Task instructions => Copy out the lines from the one containing "of the bicycle" through the end of the records, inclusive, substituting "module" for every "component" and leaving everything else unchanged.

Material for this task =>
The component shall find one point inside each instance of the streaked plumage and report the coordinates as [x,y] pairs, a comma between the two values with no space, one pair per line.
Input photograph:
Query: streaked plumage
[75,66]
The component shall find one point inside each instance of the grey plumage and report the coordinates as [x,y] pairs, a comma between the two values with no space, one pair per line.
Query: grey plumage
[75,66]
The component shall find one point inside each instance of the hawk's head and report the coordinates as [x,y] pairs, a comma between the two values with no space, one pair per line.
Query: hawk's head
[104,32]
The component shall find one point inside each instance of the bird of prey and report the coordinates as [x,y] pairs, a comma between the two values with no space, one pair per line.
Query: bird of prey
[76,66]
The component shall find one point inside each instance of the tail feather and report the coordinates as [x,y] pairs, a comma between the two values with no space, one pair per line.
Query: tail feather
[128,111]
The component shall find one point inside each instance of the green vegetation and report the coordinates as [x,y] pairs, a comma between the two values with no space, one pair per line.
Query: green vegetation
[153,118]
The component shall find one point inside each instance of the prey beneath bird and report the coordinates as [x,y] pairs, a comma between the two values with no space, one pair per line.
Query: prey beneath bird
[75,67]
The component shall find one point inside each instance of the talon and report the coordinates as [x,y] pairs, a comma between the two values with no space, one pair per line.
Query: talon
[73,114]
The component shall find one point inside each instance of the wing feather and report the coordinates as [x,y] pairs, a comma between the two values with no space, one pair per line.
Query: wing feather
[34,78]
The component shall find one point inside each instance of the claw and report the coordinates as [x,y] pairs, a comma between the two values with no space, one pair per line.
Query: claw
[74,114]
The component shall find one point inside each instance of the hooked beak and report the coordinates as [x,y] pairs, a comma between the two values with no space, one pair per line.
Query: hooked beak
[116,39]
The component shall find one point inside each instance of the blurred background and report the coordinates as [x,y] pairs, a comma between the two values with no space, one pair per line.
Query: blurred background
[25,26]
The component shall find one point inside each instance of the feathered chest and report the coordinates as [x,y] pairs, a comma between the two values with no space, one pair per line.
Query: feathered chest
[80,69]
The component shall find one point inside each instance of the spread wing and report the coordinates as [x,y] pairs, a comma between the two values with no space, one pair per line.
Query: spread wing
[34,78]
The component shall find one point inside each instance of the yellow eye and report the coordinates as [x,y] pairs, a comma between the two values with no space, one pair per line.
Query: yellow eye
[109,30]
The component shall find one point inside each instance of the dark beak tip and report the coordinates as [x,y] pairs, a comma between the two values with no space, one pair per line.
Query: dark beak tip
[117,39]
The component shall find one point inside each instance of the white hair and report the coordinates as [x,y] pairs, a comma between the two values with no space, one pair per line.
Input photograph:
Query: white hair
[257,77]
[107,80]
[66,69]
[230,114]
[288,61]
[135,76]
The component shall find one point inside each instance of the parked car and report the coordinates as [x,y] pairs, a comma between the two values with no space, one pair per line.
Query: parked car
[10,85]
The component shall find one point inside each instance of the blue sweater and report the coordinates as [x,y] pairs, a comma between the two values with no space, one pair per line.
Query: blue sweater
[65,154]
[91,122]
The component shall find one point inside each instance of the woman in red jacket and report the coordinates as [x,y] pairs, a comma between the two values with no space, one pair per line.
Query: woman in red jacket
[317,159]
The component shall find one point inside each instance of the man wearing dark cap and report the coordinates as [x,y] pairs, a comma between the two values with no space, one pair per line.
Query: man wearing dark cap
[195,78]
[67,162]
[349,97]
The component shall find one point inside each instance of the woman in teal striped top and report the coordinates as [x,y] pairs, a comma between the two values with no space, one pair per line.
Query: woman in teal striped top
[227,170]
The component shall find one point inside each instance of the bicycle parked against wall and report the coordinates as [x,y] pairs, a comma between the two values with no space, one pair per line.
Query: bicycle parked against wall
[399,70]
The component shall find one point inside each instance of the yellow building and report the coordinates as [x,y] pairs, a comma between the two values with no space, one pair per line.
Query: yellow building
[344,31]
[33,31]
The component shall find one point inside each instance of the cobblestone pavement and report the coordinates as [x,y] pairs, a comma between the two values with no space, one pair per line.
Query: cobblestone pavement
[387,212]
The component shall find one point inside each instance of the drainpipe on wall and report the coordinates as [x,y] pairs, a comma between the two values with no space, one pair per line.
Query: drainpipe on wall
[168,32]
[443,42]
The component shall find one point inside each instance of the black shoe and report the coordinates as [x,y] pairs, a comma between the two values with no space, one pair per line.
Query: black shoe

Solved problem =>
The module shall find one point inside each instance of the bicycle parked against wall and report the coordinates as [x,y] pairs, a comma between the two values with no space, one pair per line.
Query: bicycle parked against wall
[399,70]
The module shall find one point inside each instance of the yellow building and report the coordinates as [x,y] pairs, a comma between the two values with no space, one pair per line.
Query: yellow building
[344,31]
[33,31]
The module shall find one point inside each instance of the cobblestone pavement and report the coordinates as [x,y] pairs, a comma between the two values with no space, one pair per line.
Query: cobblestone pavement
[387,212]
The module shall find one point inside each instance of the drainpipe on wall and report the coordinates as [x,y] pairs, a comma between the two values with no space, one pair per line.
Query: drainpipe on wall
[168,32]
[443,42]
The module shall find one point inside each instance of the black shoe and report the coordinates as [x,y] pairs, a comma between the two values with no space, one pair per line.
Query: black shoe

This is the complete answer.